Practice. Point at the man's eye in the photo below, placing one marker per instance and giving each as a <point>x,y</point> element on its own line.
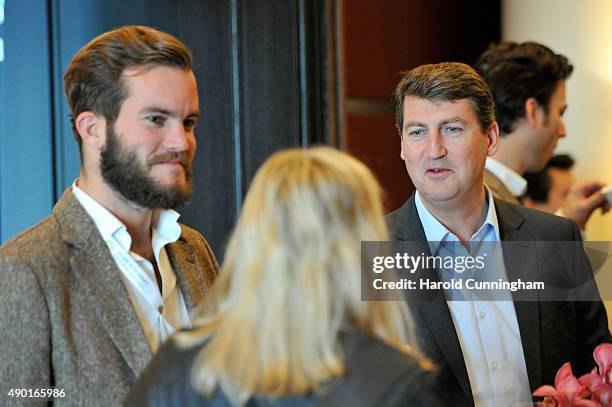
<point>453,129</point>
<point>189,123</point>
<point>416,133</point>
<point>156,120</point>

# # # # #

# Given exercise
Change "marker" to "dot" throughout the entries above, keeping everything else the same. Leave the pictures out of your version.

# Output
Practice. Point at the man's eye in the photo below, placing one dot per instance and giving each as a <point>x,y</point> element on its own line.
<point>453,129</point>
<point>189,123</point>
<point>416,133</point>
<point>156,120</point>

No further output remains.